-------- Source material

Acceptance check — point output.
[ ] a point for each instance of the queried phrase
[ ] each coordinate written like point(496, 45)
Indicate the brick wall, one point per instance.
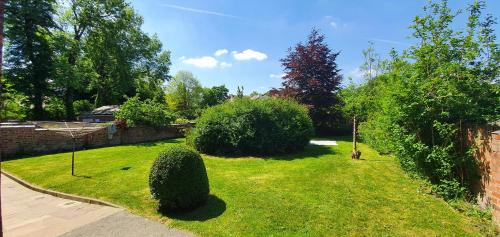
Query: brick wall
point(488, 155)
point(28, 139)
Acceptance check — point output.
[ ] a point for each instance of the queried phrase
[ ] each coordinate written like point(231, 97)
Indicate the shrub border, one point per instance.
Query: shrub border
point(59, 194)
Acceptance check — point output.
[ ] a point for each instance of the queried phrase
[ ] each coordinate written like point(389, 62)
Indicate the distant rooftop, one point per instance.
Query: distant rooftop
point(105, 110)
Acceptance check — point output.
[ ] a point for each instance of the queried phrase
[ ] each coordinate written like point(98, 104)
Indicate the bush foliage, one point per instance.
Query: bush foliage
point(136, 112)
point(178, 180)
point(252, 127)
point(423, 104)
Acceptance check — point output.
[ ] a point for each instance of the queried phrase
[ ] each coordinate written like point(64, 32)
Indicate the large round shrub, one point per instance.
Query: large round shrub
point(252, 127)
point(178, 179)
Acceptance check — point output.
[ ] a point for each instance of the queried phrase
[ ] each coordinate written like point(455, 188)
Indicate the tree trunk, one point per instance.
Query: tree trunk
point(355, 153)
point(68, 104)
point(2, 7)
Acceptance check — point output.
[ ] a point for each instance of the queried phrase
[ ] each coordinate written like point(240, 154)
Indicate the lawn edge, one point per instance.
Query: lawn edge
point(59, 194)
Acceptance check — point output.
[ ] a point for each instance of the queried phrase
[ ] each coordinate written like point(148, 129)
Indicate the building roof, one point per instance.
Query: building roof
point(106, 110)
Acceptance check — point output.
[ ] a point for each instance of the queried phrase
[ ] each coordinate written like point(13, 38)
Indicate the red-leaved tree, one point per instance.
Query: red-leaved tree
point(313, 79)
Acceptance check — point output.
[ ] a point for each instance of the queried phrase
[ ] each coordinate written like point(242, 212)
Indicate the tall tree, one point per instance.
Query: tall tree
point(2, 7)
point(29, 56)
point(183, 94)
point(313, 78)
point(214, 96)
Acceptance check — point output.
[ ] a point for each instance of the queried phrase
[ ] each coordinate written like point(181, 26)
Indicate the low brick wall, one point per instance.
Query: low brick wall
point(28, 139)
point(488, 155)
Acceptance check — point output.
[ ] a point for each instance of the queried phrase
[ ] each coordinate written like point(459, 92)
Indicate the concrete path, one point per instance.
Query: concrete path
point(324, 143)
point(29, 213)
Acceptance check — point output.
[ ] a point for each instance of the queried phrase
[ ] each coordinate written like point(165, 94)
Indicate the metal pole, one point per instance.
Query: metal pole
point(73, 159)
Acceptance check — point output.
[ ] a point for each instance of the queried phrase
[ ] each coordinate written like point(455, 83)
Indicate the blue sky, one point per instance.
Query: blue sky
point(250, 37)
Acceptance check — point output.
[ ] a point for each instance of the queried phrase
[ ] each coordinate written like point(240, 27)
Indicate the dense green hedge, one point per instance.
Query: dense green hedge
point(252, 127)
point(178, 179)
point(136, 112)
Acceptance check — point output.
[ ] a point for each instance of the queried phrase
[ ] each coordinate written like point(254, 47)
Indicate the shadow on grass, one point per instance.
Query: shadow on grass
point(213, 208)
point(310, 151)
point(158, 142)
point(334, 138)
point(83, 176)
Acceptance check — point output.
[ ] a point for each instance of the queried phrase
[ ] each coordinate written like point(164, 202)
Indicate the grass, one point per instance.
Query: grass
point(318, 192)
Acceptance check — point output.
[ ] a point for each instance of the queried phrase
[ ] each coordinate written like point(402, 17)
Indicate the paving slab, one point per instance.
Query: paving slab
point(29, 213)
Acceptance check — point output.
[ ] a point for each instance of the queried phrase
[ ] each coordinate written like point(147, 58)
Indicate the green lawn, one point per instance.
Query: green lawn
point(319, 192)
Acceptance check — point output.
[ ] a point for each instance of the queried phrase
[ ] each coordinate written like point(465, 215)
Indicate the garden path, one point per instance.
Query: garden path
point(29, 213)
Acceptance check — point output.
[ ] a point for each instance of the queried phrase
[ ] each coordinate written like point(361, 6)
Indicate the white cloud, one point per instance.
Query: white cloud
point(197, 10)
point(225, 64)
point(221, 52)
point(390, 41)
point(249, 55)
point(334, 25)
point(278, 76)
point(202, 62)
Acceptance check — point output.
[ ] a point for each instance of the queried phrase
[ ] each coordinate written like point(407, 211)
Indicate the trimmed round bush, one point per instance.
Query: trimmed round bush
point(178, 180)
point(252, 127)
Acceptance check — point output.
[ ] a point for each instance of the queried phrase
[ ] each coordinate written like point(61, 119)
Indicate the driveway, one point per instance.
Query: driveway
point(29, 213)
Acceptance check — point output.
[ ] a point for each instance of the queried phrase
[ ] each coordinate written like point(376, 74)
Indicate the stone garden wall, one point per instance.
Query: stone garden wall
point(18, 140)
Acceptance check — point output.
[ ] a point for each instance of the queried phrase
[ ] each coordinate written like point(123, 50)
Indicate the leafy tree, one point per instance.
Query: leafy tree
point(313, 79)
point(433, 93)
point(239, 92)
point(29, 55)
point(103, 53)
point(183, 94)
point(214, 96)
point(11, 103)
point(136, 112)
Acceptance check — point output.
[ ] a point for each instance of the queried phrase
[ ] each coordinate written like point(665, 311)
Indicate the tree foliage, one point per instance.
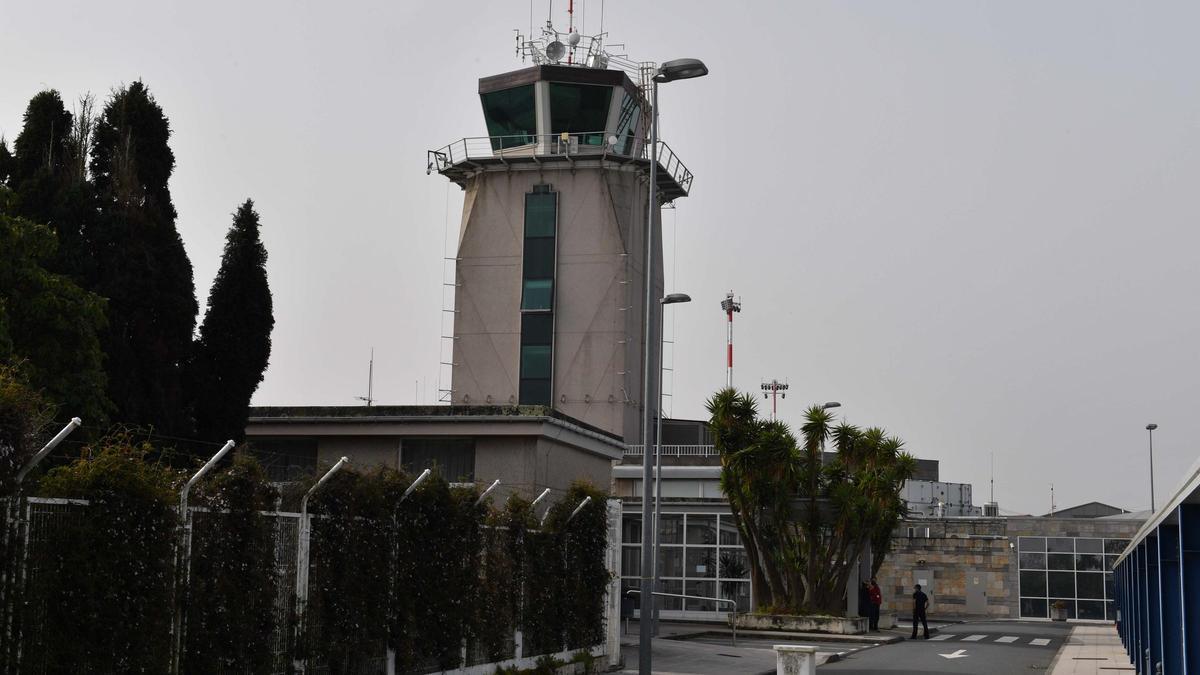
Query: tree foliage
point(234, 344)
point(805, 520)
point(48, 322)
point(101, 599)
point(141, 263)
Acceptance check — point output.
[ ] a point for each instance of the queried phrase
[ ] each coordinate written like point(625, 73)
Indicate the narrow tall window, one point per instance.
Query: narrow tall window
point(538, 297)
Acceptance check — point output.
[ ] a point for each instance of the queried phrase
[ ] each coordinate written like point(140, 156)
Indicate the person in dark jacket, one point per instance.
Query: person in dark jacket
point(919, 604)
point(876, 597)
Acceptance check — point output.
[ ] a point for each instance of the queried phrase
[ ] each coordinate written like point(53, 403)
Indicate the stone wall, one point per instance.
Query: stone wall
point(970, 565)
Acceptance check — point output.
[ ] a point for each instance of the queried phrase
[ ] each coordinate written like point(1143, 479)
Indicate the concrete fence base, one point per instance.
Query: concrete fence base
point(796, 659)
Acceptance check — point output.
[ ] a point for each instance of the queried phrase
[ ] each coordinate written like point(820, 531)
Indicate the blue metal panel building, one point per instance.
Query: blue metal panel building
point(1158, 587)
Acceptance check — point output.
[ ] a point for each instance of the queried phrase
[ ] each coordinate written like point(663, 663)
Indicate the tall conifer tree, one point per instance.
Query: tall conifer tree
point(235, 338)
point(141, 263)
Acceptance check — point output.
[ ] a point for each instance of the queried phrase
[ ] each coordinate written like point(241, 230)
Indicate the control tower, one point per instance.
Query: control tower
point(550, 274)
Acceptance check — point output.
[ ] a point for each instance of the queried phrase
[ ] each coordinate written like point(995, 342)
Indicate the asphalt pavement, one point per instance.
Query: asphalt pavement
point(997, 647)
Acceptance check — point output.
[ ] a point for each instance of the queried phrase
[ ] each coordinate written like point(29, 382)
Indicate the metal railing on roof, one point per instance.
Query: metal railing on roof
point(532, 147)
point(676, 451)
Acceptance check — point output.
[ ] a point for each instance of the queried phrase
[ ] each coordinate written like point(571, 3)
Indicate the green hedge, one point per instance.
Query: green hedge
point(423, 575)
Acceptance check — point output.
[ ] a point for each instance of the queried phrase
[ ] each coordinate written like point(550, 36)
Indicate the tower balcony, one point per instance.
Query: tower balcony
point(465, 157)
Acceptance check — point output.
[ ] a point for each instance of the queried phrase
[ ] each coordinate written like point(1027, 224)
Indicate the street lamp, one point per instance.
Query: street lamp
point(673, 298)
point(1151, 428)
point(670, 71)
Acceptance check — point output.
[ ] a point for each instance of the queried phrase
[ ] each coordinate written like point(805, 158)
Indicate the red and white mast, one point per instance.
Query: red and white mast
point(730, 305)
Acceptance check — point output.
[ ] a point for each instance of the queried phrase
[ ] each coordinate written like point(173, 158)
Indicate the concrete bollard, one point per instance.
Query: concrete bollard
point(796, 659)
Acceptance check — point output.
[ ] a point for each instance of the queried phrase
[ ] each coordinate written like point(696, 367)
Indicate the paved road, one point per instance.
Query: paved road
point(999, 647)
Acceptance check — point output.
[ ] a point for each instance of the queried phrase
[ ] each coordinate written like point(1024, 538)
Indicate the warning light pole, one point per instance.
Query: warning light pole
point(730, 305)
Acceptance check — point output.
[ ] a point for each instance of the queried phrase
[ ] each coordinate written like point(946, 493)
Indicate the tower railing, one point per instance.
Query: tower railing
point(676, 451)
point(477, 150)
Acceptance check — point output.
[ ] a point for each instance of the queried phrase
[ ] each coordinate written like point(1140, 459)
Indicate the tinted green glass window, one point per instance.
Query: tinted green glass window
point(579, 108)
point(535, 362)
point(537, 328)
point(540, 214)
point(510, 114)
point(539, 258)
point(538, 294)
point(627, 124)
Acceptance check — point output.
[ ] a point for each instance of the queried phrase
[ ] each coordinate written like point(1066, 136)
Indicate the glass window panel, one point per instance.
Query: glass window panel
point(670, 561)
point(1033, 561)
point(1061, 584)
point(510, 113)
point(1091, 609)
point(701, 530)
point(736, 591)
point(579, 108)
point(453, 458)
point(534, 393)
point(701, 561)
point(671, 529)
point(1032, 544)
point(671, 586)
point(1060, 561)
point(1069, 603)
point(537, 328)
point(730, 536)
point(1090, 585)
point(538, 294)
point(535, 362)
point(631, 529)
point(540, 214)
point(735, 563)
point(1061, 544)
point(703, 589)
point(627, 125)
point(539, 258)
point(1033, 584)
point(1115, 547)
point(631, 561)
point(1033, 608)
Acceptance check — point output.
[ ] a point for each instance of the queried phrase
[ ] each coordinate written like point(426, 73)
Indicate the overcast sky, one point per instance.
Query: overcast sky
point(973, 223)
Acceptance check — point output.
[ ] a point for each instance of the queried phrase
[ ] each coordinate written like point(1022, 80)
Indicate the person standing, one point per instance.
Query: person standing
point(876, 598)
point(919, 604)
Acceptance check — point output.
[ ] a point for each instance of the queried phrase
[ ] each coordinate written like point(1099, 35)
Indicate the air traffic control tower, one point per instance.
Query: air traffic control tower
point(549, 292)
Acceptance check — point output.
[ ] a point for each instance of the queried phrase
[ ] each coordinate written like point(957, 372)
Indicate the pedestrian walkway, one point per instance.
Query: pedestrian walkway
point(1092, 650)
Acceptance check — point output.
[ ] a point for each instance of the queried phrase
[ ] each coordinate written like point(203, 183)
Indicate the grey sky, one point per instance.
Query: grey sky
point(973, 223)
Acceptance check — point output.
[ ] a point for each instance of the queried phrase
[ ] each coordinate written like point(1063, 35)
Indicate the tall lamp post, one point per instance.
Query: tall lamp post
point(1151, 428)
point(673, 298)
point(670, 71)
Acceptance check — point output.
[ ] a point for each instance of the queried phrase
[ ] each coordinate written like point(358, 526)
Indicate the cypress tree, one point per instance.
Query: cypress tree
point(49, 179)
point(6, 161)
point(234, 344)
point(141, 264)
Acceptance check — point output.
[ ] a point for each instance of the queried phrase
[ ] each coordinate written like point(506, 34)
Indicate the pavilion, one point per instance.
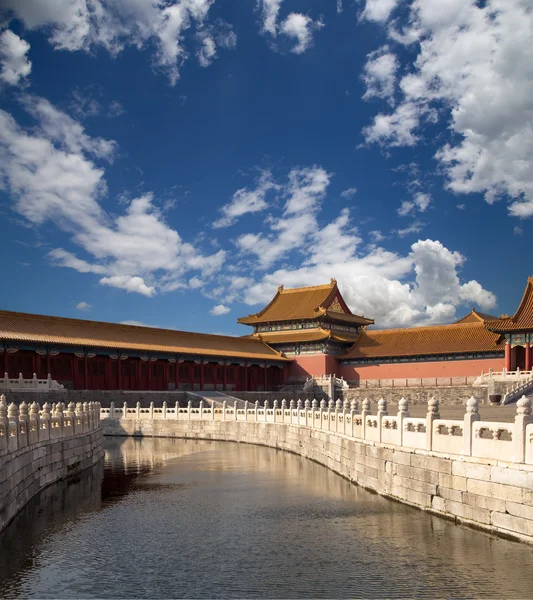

----------------

**Task objective**
Only one stretch of the data above is needed. Restate it word for word, from the line containing "[ ] each coordinate written like point(402, 17)" through the line containing "[ ] each coordinate written like point(147, 58)", both ends included.

**Solution below**
[ ] each coordinate written like point(402, 17)
Indicate the paving slab, one point per instance.
Query: paving slab
point(29, 213)
Acceptance check — point output.
[ ] a point for each instance of the queried phrase
[ ] each coordinate written like point(147, 58)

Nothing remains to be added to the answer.